Raw records:
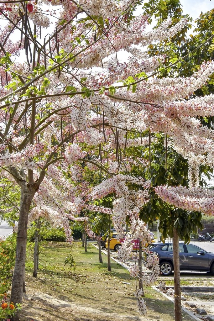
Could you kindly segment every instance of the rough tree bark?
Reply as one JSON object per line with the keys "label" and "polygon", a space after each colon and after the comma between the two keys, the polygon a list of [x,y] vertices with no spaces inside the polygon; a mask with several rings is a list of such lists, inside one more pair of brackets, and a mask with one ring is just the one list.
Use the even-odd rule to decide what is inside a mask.
{"label": "rough tree bark", "polygon": [[24,280],[27,231],[30,207],[35,193],[34,187],[26,185],[21,188],[21,197],[16,239],[16,261],[12,281],[11,300],[21,303]]}
{"label": "rough tree bark", "polygon": [[84,247],[84,232],[83,230],[82,230],[82,246]]}
{"label": "rough tree bark", "polygon": [[181,299],[180,276],[179,237],[175,229],[173,229],[173,264],[175,289],[175,321],[182,321]]}
{"label": "rough tree bark", "polygon": [[86,239],[86,233],[84,232],[84,243],[85,243],[85,252],[87,252],[87,240]]}
{"label": "rough tree bark", "polygon": [[[40,228],[41,228],[41,222],[40,221]],[[40,241],[41,241],[41,233],[40,233],[40,231],[39,231],[39,235],[38,236],[38,255],[37,256],[37,270],[39,269],[39,244],[40,243]]]}
{"label": "rough tree bark", "polygon": [[36,229],[35,231],[34,251],[34,256],[33,271],[33,276],[36,278],[37,275],[37,266],[39,264],[39,234],[40,229],[40,218],[37,220]]}
{"label": "rough tree bark", "polygon": [[138,277],[139,279],[138,280],[139,288],[140,289],[142,289],[144,295],[144,291],[143,291],[143,280],[142,277],[142,241],[139,240],[139,259],[138,260],[138,266],[139,266],[139,274]]}
{"label": "rough tree bark", "polygon": [[[111,217],[108,215],[109,221],[110,221]],[[109,223],[108,227],[108,271],[111,272],[111,258],[110,257],[110,240],[111,239],[111,223]]]}

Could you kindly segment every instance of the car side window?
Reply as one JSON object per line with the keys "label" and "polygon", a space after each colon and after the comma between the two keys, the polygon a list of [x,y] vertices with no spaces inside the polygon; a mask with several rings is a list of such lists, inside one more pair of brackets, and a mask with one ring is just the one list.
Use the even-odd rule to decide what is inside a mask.
{"label": "car side window", "polygon": [[167,244],[166,245],[164,245],[162,247],[161,247],[161,250],[162,251],[167,251],[167,248],[168,247],[168,244]]}
{"label": "car side window", "polygon": [[198,247],[195,245],[192,245],[191,244],[186,244],[186,246],[188,253],[197,253],[199,251],[201,251],[201,248]]}
{"label": "car side window", "polygon": [[172,247],[172,245],[171,244],[169,244],[169,247],[168,247],[168,250],[170,252],[172,252],[173,251],[173,247]]}
{"label": "car side window", "polygon": [[[172,252],[173,250],[173,246],[172,244],[169,244],[168,251],[170,252]],[[179,252],[180,253],[184,253],[185,252],[184,249],[184,245],[183,244],[179,244]]]}

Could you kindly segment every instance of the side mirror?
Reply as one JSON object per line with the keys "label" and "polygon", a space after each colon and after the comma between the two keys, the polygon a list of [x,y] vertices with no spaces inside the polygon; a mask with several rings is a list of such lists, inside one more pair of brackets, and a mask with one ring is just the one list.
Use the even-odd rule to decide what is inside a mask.
{"label": "side mirror", "polygon": [[197,252],[197,254],[198,254],[199,255],[204,255],[205,254],[203,251],[199,251],[198,252]]}

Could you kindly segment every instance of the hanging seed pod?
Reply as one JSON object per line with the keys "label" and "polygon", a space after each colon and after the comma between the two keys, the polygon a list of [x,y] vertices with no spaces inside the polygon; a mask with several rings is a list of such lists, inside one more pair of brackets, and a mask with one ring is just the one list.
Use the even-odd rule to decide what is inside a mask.
{"label": "hanging seed pod", "polygon": [[166,172],[167,171],[167,135],[165,136],[166,154],[165,155],[165,168]]}
{"label": "hanging seed pod", "polygon": [[150,168],[151,169],[151,133],[149,133],[149,152]]}
{"label": "hanging seed pod", "polygon": [[28,12],[30,13],[32,12],[33,10],[33,6],[32,4],[29,2],[27,5],[27,8],[28,11]]}

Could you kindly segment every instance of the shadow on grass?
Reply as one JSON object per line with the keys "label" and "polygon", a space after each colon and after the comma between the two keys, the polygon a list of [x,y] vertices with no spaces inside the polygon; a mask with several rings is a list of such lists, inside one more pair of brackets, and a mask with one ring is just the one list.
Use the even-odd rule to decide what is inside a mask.
{"label": "shadow on grass", "polygon": [[167,320],[169,318],[167,316],[171,317],[174,315],[174,305],[168,300],[146,297],[144,300],[148,308],[147,316],[148,319],[152,318],[154,320],[156,320],[158,314],[159,317],[161,317],[161,315],[163,315],[163,318]]}

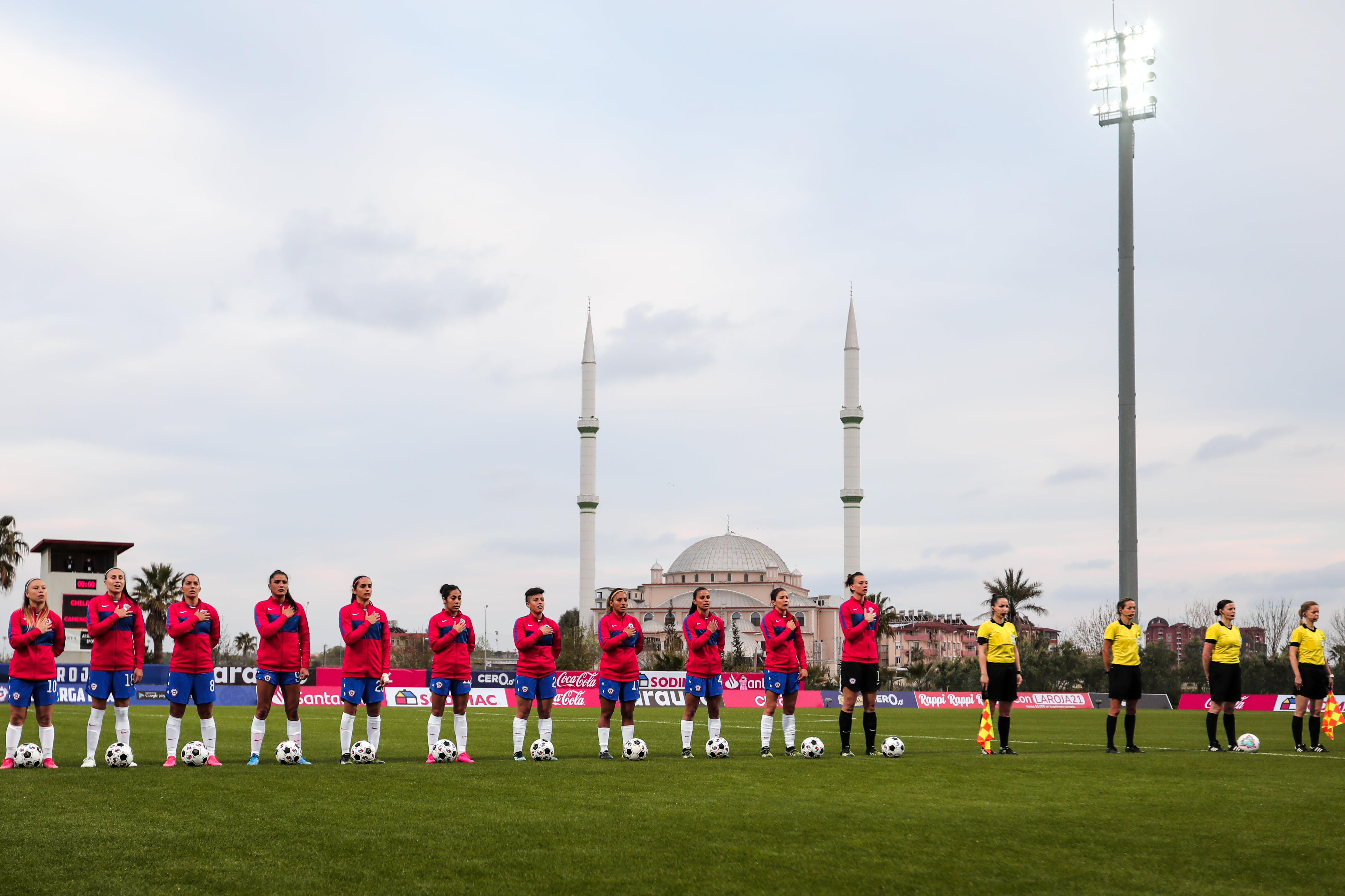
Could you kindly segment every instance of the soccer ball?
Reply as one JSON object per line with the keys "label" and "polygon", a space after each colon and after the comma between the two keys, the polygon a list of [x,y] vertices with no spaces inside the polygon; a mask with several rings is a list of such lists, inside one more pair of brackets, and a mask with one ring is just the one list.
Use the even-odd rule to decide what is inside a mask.
{"label": "soccer ball", "polygon": [[13,751],[13,764],[19,768],[36,768],[42,764],[42,747],[19,744]]}
{"label": "soccer ball", "polygon": [[210,751],[206,750],[206,744],[199,740],[192,740],[190,744],[182,748],[182,760],[188,766],[204,766],[206,759],[210,758]]}
{"label": "soccer ball", "polygon": [[299,758],[304,755],[304,751],[299,748],[293,740],[281,740],[276,744],[276,762],[282,766],[293,766],[299,762]]}
{"label": "soccer ball", "polygon": [[901,759],[902,754],[907,752],[907,746],[901,743],[901,737],[888,737],[882,742],[882,755],[890,756],[892,759]]}
{"label": "soccer ball", "polygon": [[134,754],[130,752],[130,744],[124,744],[120,740],[110,744],[108,747],[108,752],[102,755],[102,760],[106,762],[110,768],[129,768],[134,759]]}

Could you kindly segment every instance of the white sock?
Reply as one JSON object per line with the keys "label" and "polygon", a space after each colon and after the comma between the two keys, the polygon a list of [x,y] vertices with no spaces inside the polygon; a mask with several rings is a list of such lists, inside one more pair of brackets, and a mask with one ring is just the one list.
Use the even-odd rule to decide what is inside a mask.
{"label": "white sock", "polygon": [[254,754],[260,754],[261,752],[261,742],[262,742],[262,739],[265,739],[265,736],[266,736],[266,720],[265,719],[253,717],[253,747],[252,747],[252,751]]}
{"label": "white sock", "polygon": [[429,724],[425,725],[425,737],[429,740],[429,748],[433,750],[434,744],[438,742],[438,729],[444,724],[444,716],[436,716],[433,712],[429,713]]}
{"label": "white sock", "polygon": [[215,755],[215,717],[200,720],[200,743],[206,744],[206,752]]}
{"label": "white sock", "polygon": [[453,713],[453,736],[457,737],[457,752],[467,752],[467,713]]}
{"label": "white sock", "polygon": [[108,712],[106,709],[89,709],[89,729],[85,731],[85,752],[86,759],[93,759],[93,755],[98,752],[98,737],[102,736],[102,715]]}
{"label": "white sock", "polygon": [[168,755],[178,755],[178,742],[182,740],[182,719],[174,719],[168,716],[168,724],[164,727],[164,736],[168,739]]}
{"label": "white sock", "polygon": [[355,716],[348,712],[340,713],[340,755],[350,752],[350,739],[355,733]]}

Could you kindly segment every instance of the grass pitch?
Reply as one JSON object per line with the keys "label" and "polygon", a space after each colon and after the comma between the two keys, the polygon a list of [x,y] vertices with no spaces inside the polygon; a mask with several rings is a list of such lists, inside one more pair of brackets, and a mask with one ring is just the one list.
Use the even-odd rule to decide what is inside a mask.
{"label": "grass pitch", "polygon": [[[243,766],[252,712],[221,707],[223,768],[160,768],[165,709],[132,709],[139,768],[79,768],[87,709],[56,707],[59,771],[0,775],[0,892],[23,893],[1322,893],[1340,885],[1345,742],[1291,752],[1287,713],[1245,712],[1256,755],[1204,752],[1200,712],[1141,713],[1145,755],[1102,751],[1103,713],[1021,709],[1020,756],[981,756],[979,713],[884,709],[907,756],[682,760],[677,709],[642,709],[643,763],[599,762],[594,711],[555,712],[562,762],[511,759],[511,711],[472,711],[475,766],[425,764],[425,711],[387,709],[386,766],[338,766],[338,709],[304,711],[312,767]],[[855,736],[862,732],[855,723]],[[444,735],[452,725],[445,720]],[[1220,729],[1221,731],[1221,729]],[[363,716],[355,737],[363,736]],[[104,746],[112,735],[112,713]],[[529,740],[535,737],[535,716]],[[188,709],[183,743],[198,728]],[[613,732],[613,743],[616,735]],[[30,717],[24,740],[36,740]],[[1338,747],[1336,747],[1338,744]],[[1325,853],[1325,856],[1323,856]]]}

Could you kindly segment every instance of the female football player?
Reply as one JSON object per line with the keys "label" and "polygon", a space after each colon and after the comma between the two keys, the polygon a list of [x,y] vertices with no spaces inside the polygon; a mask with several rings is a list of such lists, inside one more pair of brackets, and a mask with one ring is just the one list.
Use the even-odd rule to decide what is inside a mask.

Aim
List every row above that contains the string "mirror", treating uppercase and lowercase as different.

Exercise result
Could you kindly segment every instance of the side mirror?
{"label": "side mirror", "polygon": [[197,252],[197,254],[198,254],[199,255],[204,255],[205,254],[203,251],[199,251],[198,252]]}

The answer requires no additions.